» **Text provided**
★ ★ ★ ★
Dividend Withholding Tax Summary of Scheme

Introduction

Tax Briefing, Issue 35 [March 1999] contained details of the Dividend Withholding Tax (DWT) scheme as contained in the 1999 Finance Bill. Issue 39 [March 2000] highlighted a number of changes to the scheme which were proposed in Finance Bill, 2000. These changes have now been enacted. The following is a summary of the scheme based on the legislation currently in force and should be read in conjunction with the earlier articles.

DWT Scheme

In general, DWT, at the standard rate of income tax for the year of assessment in which the distribution is made, applies to all dividends paid and other distributions made by companies resident in the State on or after 6 April 1999. The Irish resident company making the distribution is required to withhold the tax and pay it over to Revenue. However, the legislation makes provision for an entity known as an “authorised withholding agent” (AWA) to act for the company making the distribution. If an AWA is involved, the amount of the distribution can be paid gross by the paying company to the AWA, who then takes over responsibility for applying the DWT rules.

The basic principle is that DWT must be deducted at the time the distribution is being made unless the company or the AWA has satisfied itself that the recipient is a non-liable person and is entitled to receive the distribution without the deduction of DWT. All DWT must be paid to Revenue by the 14th of the month following that in which the distribution is made.

Exemptions

Certain recipients of distributions are specifically excluded from the scope of the tax while certain other persons are entitled to an exemption. (See Issues 35 and 39 of Tax Briefing for lists of these recipients). It should be noted that exemption is not automatic and must be established by means of an appropriate declaration of exemption which must be completed by the applicant and accompanied by the necessary certification. Blank declaration of exemption forms are available from:

DWT Section,
Office of the Revenue Commissioners,
Government Offices,
Nenagh,
Co. Tipperary.

Tel: +353 67 33533
Fax.: +353 67 33822
e-mail: info@dwt.revenue.ie.

Where a distribution is to be made directly to an exempt shareholder by the company or by the AWA, the shareholder must give the completed declaration of exemption and back up certification to the company or the AWA. If the distribution is to be made through a Qualifying Intermediary (QI), the evidence of entitlement to an exemption must be given to the QI. That QI will then notify the company of the amount of the distribution to be received on behalf of exempt persons. Where a distribution is to be made to an exempt shareholder through a series of QIs, the evidence of entitlement of the shareholder to an exemption must be given to the QI from whom the shareholder will finally receive payment. This QI will then pass the information up through the chain of QIs to the paying company or AWA.

Supporting Documentation

The supporting documentation which must accompany a declaration of exemption is as follows:

  • A declaration made by a non-resident person (not being a company) must be accompanied by a certificate of residence from the tax authority in the country of the person’s residence
  • A declaration by the trustee or trustees of a non-resident discretionary trust must be accompanied by:
    • a certificate given by the tax authority of the country in which the trust is, by virtue of the law of that territory, resident for the purposes of tax certifying that the trust is resident in that territory,
    • a certificate from the trustee or trustees showing the names and addresses of the settlers and beneficiaries of the trust,
      and
    • a certificate from Revenue indicating that they have seen the certification and have noted its contents.
★ ★ ★ ★
Stored dataset items
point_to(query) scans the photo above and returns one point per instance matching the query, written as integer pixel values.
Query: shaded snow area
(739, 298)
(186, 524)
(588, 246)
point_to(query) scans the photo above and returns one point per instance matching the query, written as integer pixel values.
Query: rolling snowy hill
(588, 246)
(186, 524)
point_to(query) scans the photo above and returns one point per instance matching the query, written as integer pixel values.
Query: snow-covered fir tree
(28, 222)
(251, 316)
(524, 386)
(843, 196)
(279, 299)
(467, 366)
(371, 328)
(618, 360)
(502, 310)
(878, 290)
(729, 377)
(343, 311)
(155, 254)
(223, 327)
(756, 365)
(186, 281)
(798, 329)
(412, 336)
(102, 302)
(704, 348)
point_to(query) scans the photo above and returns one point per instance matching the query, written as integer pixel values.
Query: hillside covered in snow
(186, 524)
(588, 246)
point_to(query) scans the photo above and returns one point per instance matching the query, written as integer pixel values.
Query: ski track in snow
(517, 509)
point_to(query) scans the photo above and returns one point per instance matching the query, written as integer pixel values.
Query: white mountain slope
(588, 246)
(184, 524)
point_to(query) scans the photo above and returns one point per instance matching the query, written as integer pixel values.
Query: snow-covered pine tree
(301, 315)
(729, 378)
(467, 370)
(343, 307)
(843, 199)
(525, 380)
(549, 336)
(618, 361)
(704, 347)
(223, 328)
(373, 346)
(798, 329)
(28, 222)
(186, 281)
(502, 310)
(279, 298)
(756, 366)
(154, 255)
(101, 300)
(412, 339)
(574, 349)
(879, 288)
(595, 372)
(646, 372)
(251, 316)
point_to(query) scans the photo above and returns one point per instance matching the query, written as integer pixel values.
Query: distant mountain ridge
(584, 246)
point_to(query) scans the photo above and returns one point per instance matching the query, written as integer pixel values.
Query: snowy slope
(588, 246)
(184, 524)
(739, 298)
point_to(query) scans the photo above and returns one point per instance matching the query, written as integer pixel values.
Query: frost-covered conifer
★ ★ ★ ★
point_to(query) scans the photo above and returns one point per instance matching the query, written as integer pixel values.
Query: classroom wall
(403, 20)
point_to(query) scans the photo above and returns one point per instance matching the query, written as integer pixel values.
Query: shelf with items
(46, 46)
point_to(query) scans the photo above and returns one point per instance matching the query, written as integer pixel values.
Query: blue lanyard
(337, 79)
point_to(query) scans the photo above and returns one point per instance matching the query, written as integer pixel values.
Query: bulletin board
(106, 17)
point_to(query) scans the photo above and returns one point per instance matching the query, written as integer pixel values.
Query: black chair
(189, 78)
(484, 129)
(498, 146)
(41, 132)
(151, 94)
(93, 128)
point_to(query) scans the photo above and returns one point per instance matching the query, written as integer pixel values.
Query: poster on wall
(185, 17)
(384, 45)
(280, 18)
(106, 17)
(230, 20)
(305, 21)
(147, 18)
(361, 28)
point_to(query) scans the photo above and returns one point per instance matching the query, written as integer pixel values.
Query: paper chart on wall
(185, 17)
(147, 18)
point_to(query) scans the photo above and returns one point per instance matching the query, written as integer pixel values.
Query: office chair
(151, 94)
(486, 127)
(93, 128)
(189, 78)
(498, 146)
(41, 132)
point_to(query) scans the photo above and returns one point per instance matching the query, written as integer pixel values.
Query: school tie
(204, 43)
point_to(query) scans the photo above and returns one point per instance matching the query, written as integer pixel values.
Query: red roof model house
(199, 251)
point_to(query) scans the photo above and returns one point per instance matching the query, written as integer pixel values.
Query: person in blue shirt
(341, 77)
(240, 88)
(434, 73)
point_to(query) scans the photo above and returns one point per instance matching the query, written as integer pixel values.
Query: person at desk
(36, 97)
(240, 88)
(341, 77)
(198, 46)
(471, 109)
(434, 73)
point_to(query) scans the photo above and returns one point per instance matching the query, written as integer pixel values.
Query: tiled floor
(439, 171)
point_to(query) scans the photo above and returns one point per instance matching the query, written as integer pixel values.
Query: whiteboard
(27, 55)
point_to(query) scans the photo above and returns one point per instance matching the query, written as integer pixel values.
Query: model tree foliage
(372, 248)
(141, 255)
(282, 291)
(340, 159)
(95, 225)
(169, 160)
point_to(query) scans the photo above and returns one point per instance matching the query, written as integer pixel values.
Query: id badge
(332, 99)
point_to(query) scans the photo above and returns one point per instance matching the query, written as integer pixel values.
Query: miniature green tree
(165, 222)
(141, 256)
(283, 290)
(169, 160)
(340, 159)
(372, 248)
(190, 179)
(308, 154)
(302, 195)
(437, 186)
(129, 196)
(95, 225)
★ ★ ★ ★
» **Tasks to complete**
#1 Translate this sentence from the dividend withholding tax summary into Spanish: "All DWT must be paid to Revenue by the 14th of the month following that in which the distribution is made."
#2 According to the dividend withholding tax summary, dividends and other distributions made on or after what date by companies resident in the State are subject to DWT?
#3 Quote the dividend withholding tax summary from "The basic principle" to "distribution is made.", inclusive.

» **Solutions to the exercise**
#1 Toda la DWT debe pagarse a Revenue a más tardar el día 14 del mes siguiente a aquel en que se realiza la distribución.

#2 6 April 1999.

#3
The basic principle is that DWT must be deducted at the time the distribution is being made unless the company or the AWA has satisfied itself that the recipient is a non-liable person and is entitled to receive the distribution without the deduction of DWT. All DWT must be paid to Revenue by the 14th of the month following that in which the distribution is made.